>>>

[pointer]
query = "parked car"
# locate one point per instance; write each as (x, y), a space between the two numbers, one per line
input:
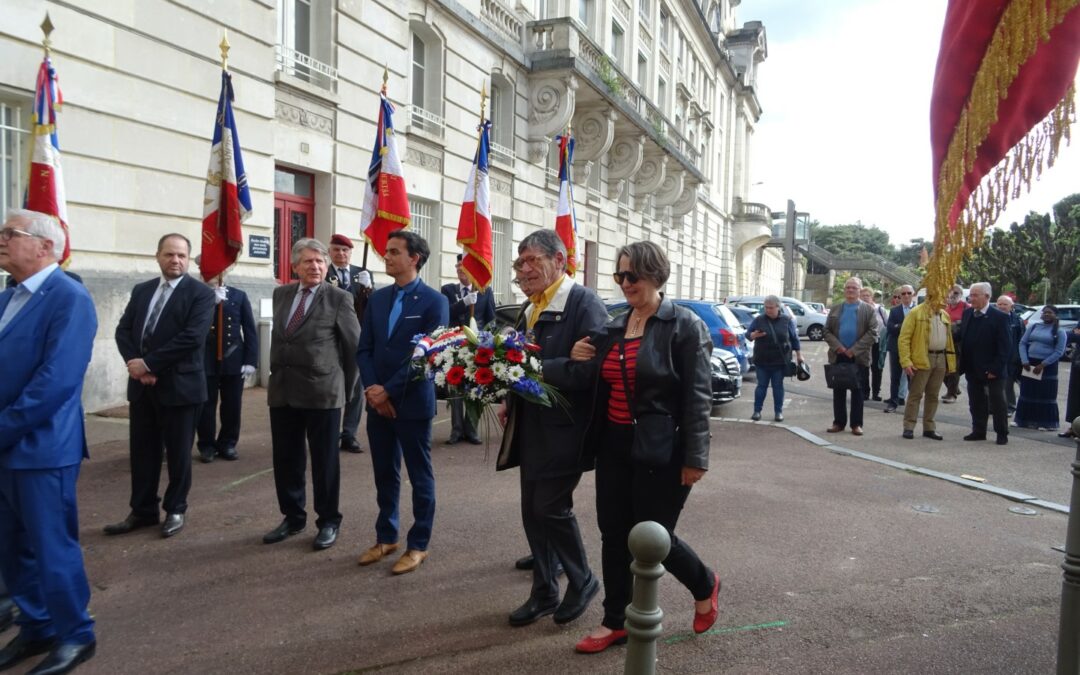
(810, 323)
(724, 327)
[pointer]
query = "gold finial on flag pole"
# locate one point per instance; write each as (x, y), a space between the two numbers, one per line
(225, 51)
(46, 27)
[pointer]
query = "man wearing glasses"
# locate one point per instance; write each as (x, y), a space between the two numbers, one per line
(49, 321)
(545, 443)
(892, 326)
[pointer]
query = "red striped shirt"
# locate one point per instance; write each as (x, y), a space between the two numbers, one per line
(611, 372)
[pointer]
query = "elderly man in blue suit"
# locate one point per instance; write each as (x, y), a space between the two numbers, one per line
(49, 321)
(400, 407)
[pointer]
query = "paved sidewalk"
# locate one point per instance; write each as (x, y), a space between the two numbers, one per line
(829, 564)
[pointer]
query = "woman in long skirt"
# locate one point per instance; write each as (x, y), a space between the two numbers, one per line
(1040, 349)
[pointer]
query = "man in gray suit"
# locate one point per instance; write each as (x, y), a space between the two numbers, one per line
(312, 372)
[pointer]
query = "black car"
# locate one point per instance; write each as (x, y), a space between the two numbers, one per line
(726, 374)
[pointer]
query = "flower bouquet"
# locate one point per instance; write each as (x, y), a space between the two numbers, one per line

<<<

→ **Prompt**: Repeat the data exactly, excluding the pictures.

→ **Complete answer**:
[pointer]
query = "parked car"
# locate one point per instance; write each as (x, y), a space between the two numbers, one per line
input:
(810, 323)
(724, 327)
[pointer]
query = "gold finial on flag pole"
# locate one point per instance; write each as (x, y), a space between the two numbers, one per line
(225, 51)
(46, 27)
[pointer]
query = "man wearing glasses"
# locate one point per instance; write each as (x, y), a space between the two numbers, one per line
(49, 321)
(545, 443)
(892, 326)
[pointer]
query = "red striped shirt"
# locate one point per instance; write each as (x, y), a space between the two numbers, one per line
(611, 372)
[pointer]
query = "elderly man in blue suit"
# locate one point per instance; write each as (x, y), a space between the two numbers, one per line
(49, 321)
(400, 407)
[pointer]
query = "paved sidewalk"
# locate one point per instance; write each as (x, y), a space between the two numbers, one per line
(829, 564)
[pointer]
query = "woman in long skirt"
# locate one point per instance; write each as (x, y), a space between the two numbers, one per line
(1040, 349)
[pointer]
query = "man in gray suit"
# locate one point per instance; write each as (x, y), a space between the two numbers, one per line
(312, 372)
[pointer]
query = "black car"
# locate one point per instance; write each as (x, y), a space between the two numbers, one per line
(726, 374)
[pointer]
query = "flower bouquet"
# locate one point per instance; write each as (x, y), a space between the two numbers, one per line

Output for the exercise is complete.